● WHAT IS EXPECTED
Your task is to show every line in the listing below that includes "green".
-------- THE INPUT
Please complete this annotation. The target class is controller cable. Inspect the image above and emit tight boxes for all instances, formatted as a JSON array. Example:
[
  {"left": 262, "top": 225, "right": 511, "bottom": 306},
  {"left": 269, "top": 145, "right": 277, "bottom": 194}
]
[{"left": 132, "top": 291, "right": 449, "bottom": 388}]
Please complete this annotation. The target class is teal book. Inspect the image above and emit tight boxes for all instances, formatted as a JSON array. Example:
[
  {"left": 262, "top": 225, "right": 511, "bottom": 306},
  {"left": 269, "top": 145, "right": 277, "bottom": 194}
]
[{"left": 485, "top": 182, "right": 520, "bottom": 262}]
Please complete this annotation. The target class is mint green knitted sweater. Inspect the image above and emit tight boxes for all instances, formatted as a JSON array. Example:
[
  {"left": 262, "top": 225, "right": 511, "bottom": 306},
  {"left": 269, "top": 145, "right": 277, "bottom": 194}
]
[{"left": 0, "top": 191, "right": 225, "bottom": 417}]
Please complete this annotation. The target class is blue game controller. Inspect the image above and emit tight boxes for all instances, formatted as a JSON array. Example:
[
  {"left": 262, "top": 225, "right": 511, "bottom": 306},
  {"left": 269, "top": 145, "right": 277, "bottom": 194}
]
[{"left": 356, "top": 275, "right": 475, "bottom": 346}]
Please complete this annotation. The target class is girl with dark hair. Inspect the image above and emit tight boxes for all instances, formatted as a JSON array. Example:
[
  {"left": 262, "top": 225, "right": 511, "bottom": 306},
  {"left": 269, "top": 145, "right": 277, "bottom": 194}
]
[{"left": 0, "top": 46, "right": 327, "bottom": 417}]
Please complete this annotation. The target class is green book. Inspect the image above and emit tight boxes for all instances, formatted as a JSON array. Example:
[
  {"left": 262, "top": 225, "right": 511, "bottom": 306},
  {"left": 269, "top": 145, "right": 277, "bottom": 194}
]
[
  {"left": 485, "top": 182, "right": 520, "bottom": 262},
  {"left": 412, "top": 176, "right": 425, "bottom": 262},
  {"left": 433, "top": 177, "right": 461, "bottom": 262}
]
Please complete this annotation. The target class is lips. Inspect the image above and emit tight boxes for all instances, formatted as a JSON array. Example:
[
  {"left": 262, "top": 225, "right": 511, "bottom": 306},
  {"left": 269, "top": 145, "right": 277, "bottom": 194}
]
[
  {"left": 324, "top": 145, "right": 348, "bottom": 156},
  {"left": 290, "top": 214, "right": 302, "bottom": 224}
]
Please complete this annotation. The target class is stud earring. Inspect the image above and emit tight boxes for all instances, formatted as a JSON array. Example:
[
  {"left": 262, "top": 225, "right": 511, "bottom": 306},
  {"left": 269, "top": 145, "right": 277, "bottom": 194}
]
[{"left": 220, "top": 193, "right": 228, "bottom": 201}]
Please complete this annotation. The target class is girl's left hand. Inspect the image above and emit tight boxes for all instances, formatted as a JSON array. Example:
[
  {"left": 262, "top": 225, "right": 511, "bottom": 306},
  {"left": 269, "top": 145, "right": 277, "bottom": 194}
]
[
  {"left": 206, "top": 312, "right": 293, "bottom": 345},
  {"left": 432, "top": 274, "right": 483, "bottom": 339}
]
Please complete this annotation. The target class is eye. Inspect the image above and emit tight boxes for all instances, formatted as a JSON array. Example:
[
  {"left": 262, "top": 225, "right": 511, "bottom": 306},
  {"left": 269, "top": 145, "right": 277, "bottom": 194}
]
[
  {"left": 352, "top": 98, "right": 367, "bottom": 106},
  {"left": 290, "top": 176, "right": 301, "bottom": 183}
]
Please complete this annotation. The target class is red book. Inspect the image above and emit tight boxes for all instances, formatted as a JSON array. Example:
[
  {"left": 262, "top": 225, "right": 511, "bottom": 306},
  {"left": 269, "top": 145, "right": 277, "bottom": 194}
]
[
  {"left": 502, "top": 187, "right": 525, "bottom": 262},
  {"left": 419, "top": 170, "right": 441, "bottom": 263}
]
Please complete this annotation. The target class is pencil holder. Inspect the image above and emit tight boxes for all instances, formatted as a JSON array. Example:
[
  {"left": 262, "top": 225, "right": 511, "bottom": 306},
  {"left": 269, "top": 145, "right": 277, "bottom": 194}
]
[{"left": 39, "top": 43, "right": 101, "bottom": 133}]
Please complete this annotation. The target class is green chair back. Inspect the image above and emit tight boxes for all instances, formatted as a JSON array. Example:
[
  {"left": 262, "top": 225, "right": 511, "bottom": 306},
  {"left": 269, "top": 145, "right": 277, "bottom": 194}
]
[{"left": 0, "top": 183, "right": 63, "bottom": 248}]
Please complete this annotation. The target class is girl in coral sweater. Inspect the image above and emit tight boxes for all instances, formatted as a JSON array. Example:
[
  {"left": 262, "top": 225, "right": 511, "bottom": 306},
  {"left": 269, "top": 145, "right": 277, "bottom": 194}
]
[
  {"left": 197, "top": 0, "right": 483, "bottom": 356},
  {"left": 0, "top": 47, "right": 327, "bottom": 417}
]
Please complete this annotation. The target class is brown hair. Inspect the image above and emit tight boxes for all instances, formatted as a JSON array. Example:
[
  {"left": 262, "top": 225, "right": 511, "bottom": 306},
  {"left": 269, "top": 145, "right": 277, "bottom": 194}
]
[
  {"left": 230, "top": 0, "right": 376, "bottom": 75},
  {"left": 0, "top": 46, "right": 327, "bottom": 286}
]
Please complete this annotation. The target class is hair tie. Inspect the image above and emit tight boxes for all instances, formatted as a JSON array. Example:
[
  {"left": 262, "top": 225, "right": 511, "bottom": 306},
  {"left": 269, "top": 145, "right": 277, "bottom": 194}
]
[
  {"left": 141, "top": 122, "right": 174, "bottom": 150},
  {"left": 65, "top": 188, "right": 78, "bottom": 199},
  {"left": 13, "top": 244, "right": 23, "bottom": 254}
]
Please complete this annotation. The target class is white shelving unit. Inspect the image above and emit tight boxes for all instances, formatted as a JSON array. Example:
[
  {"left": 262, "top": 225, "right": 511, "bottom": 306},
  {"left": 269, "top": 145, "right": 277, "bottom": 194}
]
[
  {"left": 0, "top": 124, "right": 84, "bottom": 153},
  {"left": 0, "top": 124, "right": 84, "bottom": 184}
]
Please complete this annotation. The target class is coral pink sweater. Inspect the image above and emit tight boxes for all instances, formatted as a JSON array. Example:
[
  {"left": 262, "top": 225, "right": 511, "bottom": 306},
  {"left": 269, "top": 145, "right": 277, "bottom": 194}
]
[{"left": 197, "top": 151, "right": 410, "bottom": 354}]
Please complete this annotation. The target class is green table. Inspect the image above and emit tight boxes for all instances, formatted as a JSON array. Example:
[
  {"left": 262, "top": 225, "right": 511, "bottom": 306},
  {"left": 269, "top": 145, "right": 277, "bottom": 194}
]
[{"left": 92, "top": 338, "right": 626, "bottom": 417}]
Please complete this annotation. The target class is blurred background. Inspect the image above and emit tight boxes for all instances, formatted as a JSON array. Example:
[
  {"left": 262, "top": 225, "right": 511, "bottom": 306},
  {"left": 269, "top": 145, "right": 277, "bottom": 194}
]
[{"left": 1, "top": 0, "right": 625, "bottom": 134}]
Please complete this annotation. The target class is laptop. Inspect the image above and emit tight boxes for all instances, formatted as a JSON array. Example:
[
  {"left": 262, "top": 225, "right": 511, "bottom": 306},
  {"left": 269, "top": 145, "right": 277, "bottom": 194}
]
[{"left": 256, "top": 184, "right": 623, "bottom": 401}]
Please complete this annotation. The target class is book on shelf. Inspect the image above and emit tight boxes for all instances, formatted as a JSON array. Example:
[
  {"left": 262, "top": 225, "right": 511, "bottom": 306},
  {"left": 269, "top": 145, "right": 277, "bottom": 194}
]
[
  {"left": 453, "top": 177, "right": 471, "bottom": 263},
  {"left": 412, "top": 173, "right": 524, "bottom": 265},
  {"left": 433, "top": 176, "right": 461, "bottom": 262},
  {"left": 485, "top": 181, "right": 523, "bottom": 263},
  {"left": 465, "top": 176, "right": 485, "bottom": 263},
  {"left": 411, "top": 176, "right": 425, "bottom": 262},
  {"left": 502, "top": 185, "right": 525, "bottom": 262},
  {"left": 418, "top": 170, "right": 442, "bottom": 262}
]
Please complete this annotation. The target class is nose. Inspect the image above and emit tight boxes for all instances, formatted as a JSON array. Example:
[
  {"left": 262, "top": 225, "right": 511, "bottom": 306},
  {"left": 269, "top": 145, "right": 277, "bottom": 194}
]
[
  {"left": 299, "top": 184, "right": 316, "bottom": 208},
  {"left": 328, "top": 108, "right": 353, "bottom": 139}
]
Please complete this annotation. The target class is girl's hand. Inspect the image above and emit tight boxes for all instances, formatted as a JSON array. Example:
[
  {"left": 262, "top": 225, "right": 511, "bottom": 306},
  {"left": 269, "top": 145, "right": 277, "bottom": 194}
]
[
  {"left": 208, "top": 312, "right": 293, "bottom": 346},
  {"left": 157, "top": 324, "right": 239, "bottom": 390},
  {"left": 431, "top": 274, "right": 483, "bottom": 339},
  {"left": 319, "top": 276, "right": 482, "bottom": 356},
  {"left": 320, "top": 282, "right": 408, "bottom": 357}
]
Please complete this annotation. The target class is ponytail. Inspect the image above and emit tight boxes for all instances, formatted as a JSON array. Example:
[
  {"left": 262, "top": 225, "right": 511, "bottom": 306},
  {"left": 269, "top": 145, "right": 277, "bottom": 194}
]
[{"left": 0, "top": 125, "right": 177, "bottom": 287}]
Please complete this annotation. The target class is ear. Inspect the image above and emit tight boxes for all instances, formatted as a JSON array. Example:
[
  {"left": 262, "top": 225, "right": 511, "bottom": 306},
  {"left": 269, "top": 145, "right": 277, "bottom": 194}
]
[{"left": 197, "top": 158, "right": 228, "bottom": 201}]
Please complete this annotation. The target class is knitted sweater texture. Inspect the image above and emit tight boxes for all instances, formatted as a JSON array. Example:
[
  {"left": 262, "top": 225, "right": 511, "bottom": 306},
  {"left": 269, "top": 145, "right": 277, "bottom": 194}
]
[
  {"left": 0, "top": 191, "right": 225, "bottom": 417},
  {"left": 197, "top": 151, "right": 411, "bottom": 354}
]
----------------
● EXERCISE RESPONSE
Please complete this annotation. The target class is mint green knitted sweater. Inspect the image above and emit tight boxes for all instances, formatted as a JSON array. Example:
Please complete this annotation. The target class is green book. Inspect the image above and emit tight boxes for all instances, formatted as a JSON array. Example:
Please complete this annotation. The target class is green chair back. Inspect the image above and emit tight boxes for all instances, formatted as a JSON array. Example:
Please complete this annotation. The target class is green table. Inspect the image above and emit tight boxes for all instances, formatted as a JSON array. Example:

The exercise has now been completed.